The judge, H. Buhari, issued the forfeiture order on February 28, following an ex parte application by the Independent Corrupt Practices and Other Related Offences Commission (ICPC), which had previously filed the motion on February 14.

 

The fund was said to have been misappropriated from the Kaduna State Government’s coffers during the tenure of former Governor Nasir El-Rufai.

 

 

According to the ICPC, the fund, originally allocated for light rail project was diverted during El-Rufai’s administration. The controversial transfer was uncovered after the ICPC traced the funds to a private account.

 

According to the anti-graft agency, the diverted money was funneled through Indo Kaduna MRTS JV Nig. Ltd, a joint venture formed in 2016 between the Kaduna State Government and Indian investors.

 

ICPC’s lawyer, E.O. Akponimisingha, represented the agency during the hearing, which was conducted without the presence of any opposing parties.

 

 

In granting the forfeiture, the court ordered the ICPC to publish a public notice in two national newspapers, inviting anyone with a legitimate claim to the funds to present their case in court. Further proceedings have been scheduled for April 8, 2025.

 

The scandal dates back to December 2016 when, despite the Indo Kaduna MRTS JV Nig. Ltd not being formally incorporated until May 2017, Governor El-Rufai approved payments to the company. Between December 2016 and January 2017, a total of N11.1 billion was transferred to the company’s Sterling Bank account. The ICPC’s investigation revealed that N1.37 billion of this sum was illegally diverted into a private account.

_Problem_
From the report on the ICPC forfeiture order above, extract the stretch from "The fund was" through "and Indian investors.", reproducing it word for word.

_Supplied information_
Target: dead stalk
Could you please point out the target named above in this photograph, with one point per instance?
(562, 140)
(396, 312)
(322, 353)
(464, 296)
...
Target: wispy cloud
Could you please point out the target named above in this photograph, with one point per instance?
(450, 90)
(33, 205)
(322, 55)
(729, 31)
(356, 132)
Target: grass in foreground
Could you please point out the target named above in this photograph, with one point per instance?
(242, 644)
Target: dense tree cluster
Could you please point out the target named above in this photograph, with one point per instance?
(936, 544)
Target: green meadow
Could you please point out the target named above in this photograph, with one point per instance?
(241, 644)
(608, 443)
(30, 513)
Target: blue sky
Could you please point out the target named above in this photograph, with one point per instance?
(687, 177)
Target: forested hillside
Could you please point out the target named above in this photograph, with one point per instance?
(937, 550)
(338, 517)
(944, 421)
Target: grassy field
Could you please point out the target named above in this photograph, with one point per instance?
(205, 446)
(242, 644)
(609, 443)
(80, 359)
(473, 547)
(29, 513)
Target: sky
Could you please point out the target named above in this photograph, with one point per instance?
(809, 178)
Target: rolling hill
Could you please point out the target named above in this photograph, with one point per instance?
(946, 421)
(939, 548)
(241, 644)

_Task answer_
The fund was said to have been misappropriated from the Kaduna State Government’s coffers during the tenure of former Governor Nasir El-Rufai.

 

 

According to the ICPC, the fund, originally allocated for light rail project was diverted during El-Rufai’s administration. The controversial transfer was uncovered after the ICPC traced the funds to a private account.

 

According to the anti-graft agency, the diverted money was funneled through Indo Kaduna MRTS JV Nig. Ltd, a joint venture formed in 2016 between the Kaduna State Government and Indian investors.